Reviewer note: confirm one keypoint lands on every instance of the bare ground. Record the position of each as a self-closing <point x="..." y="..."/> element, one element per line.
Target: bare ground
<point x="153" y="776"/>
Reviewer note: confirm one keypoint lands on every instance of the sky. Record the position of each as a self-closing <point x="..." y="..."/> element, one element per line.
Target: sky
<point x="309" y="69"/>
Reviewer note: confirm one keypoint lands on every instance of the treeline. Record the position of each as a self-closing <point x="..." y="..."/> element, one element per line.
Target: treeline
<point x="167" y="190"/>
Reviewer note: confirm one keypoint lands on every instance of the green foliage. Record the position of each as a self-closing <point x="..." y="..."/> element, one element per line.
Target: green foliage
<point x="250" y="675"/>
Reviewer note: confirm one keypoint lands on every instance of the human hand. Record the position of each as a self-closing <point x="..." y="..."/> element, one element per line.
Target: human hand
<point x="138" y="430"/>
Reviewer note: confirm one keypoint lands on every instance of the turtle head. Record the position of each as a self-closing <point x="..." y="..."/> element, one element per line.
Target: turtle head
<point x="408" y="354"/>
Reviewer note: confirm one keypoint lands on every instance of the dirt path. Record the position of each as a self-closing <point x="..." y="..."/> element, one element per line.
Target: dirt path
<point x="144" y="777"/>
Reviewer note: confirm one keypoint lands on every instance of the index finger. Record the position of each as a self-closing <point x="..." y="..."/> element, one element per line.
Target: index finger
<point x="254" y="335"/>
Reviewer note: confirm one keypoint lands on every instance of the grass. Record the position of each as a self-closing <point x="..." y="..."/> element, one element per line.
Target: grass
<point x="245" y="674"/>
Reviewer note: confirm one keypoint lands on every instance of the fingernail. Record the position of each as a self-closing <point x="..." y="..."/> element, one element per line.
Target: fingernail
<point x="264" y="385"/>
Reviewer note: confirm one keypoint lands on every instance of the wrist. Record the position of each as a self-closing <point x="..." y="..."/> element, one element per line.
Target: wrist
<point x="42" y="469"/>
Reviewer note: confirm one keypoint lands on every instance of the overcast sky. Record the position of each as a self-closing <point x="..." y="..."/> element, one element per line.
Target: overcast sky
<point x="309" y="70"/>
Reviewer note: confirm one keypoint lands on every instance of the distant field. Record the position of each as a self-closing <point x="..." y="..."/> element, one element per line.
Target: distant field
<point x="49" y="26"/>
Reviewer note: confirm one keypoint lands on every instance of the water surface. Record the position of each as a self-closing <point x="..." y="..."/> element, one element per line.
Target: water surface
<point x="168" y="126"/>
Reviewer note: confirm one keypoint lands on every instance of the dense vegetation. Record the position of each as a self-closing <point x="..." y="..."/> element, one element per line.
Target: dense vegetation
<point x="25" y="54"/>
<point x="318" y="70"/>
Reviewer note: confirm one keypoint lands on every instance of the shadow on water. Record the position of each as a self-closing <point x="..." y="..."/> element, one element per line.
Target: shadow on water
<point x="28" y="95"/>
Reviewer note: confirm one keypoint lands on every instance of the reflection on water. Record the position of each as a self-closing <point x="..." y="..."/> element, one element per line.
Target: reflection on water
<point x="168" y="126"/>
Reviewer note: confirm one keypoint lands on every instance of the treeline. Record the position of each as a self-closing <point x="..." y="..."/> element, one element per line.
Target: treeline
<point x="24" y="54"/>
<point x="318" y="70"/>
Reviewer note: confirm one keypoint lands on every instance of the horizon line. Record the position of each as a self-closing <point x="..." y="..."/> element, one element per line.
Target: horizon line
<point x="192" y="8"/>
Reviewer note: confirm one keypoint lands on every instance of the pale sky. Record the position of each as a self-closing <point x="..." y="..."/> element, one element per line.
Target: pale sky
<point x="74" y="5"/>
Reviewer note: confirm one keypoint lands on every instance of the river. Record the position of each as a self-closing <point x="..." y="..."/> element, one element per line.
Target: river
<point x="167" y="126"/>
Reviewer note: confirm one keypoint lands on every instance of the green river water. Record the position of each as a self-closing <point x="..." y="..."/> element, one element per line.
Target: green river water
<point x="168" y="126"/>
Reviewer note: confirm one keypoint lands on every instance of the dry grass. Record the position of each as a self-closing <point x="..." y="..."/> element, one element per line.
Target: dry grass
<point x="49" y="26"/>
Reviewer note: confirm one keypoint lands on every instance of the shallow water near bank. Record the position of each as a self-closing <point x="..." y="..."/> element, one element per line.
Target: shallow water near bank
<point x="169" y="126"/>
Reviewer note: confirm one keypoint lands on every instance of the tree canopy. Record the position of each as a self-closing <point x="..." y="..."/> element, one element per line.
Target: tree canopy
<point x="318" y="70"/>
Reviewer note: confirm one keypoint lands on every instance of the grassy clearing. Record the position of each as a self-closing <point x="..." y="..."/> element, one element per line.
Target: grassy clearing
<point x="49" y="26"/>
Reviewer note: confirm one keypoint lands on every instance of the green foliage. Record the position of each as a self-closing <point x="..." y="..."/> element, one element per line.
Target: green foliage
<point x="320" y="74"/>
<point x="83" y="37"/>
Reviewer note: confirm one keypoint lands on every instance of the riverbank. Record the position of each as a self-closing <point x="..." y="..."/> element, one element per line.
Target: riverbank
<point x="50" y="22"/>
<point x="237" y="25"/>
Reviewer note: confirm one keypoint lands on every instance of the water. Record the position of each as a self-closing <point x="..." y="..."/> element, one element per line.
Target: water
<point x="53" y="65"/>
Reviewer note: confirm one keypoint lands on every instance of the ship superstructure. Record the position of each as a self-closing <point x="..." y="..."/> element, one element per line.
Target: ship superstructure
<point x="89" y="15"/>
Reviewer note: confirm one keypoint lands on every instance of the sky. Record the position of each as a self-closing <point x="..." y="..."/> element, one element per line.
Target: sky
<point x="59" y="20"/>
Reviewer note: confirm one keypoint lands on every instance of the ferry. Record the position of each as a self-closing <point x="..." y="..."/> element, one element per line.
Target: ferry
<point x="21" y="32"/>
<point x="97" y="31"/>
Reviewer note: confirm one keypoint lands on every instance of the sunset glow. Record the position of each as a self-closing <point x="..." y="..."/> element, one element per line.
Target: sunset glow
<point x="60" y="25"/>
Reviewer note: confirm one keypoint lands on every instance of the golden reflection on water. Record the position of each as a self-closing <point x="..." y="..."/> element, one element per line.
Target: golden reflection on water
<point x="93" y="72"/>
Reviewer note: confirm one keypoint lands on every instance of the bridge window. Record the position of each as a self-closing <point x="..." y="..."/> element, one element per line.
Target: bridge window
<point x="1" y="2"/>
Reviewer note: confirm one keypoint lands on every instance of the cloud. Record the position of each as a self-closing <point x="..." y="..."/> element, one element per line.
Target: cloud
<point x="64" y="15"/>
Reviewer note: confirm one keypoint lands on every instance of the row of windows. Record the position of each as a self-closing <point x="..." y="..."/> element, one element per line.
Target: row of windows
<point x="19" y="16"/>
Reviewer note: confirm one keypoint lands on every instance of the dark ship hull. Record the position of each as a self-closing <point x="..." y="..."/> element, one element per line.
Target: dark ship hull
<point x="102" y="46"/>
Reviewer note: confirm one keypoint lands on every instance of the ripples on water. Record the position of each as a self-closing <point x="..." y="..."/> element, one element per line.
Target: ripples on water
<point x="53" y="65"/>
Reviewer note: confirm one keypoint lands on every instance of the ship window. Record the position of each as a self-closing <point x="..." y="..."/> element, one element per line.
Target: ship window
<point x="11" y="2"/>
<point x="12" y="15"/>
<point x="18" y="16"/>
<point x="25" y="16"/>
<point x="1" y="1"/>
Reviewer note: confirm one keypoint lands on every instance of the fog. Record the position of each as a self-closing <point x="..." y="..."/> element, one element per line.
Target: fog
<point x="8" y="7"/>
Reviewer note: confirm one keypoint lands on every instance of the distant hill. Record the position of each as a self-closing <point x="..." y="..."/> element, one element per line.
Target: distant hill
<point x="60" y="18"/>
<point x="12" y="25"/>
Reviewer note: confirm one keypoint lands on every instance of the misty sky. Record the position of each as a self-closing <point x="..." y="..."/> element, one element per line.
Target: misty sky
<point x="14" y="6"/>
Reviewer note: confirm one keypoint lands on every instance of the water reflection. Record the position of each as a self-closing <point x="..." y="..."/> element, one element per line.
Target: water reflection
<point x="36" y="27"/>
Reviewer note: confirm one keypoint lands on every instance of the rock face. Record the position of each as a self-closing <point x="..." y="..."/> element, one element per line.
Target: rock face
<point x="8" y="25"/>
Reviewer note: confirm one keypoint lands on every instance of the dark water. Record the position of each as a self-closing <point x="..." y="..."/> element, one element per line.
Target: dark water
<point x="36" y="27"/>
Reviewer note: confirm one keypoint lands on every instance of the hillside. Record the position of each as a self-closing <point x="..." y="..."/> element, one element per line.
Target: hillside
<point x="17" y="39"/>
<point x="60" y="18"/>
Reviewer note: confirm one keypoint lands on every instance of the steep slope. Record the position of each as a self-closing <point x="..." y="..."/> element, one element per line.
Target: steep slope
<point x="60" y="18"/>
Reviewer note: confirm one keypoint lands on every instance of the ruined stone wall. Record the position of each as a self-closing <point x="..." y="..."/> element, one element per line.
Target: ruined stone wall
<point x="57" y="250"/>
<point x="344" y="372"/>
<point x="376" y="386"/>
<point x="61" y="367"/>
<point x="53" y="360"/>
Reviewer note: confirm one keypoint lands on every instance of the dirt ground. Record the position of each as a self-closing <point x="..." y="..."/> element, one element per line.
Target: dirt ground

======

● Set exercise
The lines to reproduce run from the line containing "of the steep" to the end of the listing; write them out exactly and add nothing.

● Written response
Reviewer note: confirm one keypoint lands on every instance of the steep slope. Record the position of each as a self-closing <point x="..." y="..."/> element, one element per line.
Target: steep slope
<point x="60" y="18"/>
Reviewer note: confirm one keypoint lands on every instance of the ruined stone wall. Record the position of each as a self-closing <point x="..." y="..."/> element, one element per line.
Target: ruined stone wall
<point x="57" y="250"/>
<point x="344" y="372"/>
<point x="376" y="386"/>
<point x="61" y="367"/>
<point x="53" y="360"/>
Reviewer note: confirm one keypoint lands on every instance of the dirt ground. Record the position of each as a self-closing <point x="..." y="..."/> element, one element per line.
Target: dirt ground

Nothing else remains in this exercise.